Seitentext:
::::::
Wie Darmflora und MS zusammenhängen
Die Darmflora, auch Mikrobiota oder Mikrobiom genannt, setzt sich aus schätzungsweise 1000 verschiedenen Arten von Darmbakterien zusammen, die in den Wänden des Darms und in dessen Inhalt siedeln. Sie ist wichtig für die Verdauung, die Abwehr von gefährlichen Keimen und Giften oder die Stärkung des Immunsystems. Jeder Mensch besitzt eine individuelle Lebensgemeinschaft von Mikroben, die schützende Funktionen hat – aber auch krank machen kann. Wie Darmbakterien beispielsweise die Gesundheit des Gehirns beeinflussen können, ist derzeit Gegenstand neurologischer Forschungen. Neueste Studienergebnisse zeigen, dass die Darmflora auch bei neurologischen Erkrankungen wie Multipler Sklerose (MS), Parkinson oder Schlaganfall eine Rolle spielen kann.
::::::
Aufgabenübersicht:
1. Führen Sie alle neurologischen Erkrankungen auf, die im Seitentext genannt werden.
2. Beantworten Sie anhand des Seitentextes die folgenden Fragen:
(a) Welche beiden anderen Bezeichnungen für die Darmflora werden genannt?
(b) Was besitzt jeder Mensch laut Seitentext?
(c) Der Einfluss der Darmbakterien auf die Gesundheit welches Organs wird derzeit neurologisch erforscht?

Eingabedaten:
::::::
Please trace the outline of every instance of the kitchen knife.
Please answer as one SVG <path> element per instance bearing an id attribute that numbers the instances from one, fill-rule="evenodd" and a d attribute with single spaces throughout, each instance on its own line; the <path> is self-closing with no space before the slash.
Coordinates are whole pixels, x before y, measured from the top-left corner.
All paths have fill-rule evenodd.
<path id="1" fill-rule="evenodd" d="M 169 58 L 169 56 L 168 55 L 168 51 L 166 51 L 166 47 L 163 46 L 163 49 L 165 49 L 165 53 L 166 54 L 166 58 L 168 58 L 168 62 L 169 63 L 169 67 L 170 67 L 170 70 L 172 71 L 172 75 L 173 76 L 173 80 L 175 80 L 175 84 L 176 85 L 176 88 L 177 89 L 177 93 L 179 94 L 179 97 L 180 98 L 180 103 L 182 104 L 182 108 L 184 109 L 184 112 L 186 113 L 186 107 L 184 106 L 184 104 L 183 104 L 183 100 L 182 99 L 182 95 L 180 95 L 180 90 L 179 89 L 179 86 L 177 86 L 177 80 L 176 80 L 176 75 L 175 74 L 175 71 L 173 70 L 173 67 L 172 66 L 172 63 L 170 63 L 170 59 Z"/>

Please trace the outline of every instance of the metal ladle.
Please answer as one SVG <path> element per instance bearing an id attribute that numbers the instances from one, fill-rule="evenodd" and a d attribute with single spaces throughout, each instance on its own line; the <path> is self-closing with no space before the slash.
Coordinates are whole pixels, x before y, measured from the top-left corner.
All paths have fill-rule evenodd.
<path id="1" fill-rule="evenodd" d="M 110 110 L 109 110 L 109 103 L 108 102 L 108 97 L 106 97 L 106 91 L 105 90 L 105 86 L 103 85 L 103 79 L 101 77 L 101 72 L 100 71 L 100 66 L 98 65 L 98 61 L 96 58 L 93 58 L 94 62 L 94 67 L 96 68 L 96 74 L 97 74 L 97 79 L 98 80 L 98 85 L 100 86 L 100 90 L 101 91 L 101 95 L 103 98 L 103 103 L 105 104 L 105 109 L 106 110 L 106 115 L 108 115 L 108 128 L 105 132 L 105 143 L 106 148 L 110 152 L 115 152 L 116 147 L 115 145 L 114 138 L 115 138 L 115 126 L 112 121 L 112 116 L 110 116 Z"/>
::::::
Schriftliche Antworten:
1. Multiple Sklerose (MS), Parkinson, Schlaganfall

2.
(a) Mikrobiota und Mikrobiom
(b) Eine individuelle Lebensgemeinschaft von Mikroben
(c) Des Gehirns